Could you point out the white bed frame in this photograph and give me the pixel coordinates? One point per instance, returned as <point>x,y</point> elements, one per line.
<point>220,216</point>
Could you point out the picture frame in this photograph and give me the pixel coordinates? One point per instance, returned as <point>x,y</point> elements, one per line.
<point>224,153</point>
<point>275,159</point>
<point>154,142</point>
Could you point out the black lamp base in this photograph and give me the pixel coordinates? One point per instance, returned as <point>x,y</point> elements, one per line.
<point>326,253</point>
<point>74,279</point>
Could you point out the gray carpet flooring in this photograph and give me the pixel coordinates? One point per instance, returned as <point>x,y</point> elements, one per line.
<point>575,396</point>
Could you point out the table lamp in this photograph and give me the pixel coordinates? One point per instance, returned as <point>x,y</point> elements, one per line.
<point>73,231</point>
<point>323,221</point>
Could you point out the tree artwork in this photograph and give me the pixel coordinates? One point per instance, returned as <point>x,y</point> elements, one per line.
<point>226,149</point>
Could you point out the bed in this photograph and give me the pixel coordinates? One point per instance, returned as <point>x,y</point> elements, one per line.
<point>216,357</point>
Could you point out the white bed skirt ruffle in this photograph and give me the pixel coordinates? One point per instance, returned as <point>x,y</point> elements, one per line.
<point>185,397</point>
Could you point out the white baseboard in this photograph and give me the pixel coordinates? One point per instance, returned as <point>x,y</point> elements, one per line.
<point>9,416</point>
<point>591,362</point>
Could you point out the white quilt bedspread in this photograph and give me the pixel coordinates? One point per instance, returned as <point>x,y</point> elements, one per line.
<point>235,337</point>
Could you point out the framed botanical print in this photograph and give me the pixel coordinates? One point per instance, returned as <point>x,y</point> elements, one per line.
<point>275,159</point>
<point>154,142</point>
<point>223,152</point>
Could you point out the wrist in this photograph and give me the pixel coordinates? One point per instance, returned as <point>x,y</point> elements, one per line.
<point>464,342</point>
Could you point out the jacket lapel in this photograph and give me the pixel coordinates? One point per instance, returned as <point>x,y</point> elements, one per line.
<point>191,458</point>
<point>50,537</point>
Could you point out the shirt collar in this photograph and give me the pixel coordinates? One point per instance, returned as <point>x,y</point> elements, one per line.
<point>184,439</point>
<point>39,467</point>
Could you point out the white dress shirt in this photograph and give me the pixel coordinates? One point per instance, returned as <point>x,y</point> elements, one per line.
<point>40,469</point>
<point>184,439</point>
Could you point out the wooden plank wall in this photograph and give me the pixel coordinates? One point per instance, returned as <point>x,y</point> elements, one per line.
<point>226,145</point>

****************

→ WHAT YOU WILL DO:
Exactly reproduce the lines of the entries above, from the one containing "Could you point out the shirt" to the very last, and no others.

→ RESULT OF THIS EXERCISE:
Could you point out the shirt collar in this photograph and give me the pixel coordinates? One point per instance, returned as <point>x,y</point> elements, one per line.
<point>184,439</point>
<point>39,467</point>
Could you point out the white dress shirt in this photograph and give me the pixel coordinates? One point per instance, returned as <point>x,y</point> elements, one per line.
<point>40,469</point>
<point>184,439</point>
Could you point out the wooden plank wall in this photograph and give me the pixel coordinates? One point per instance, returned as <point>x,y</point> elements, one per line.
<point>226,145</point>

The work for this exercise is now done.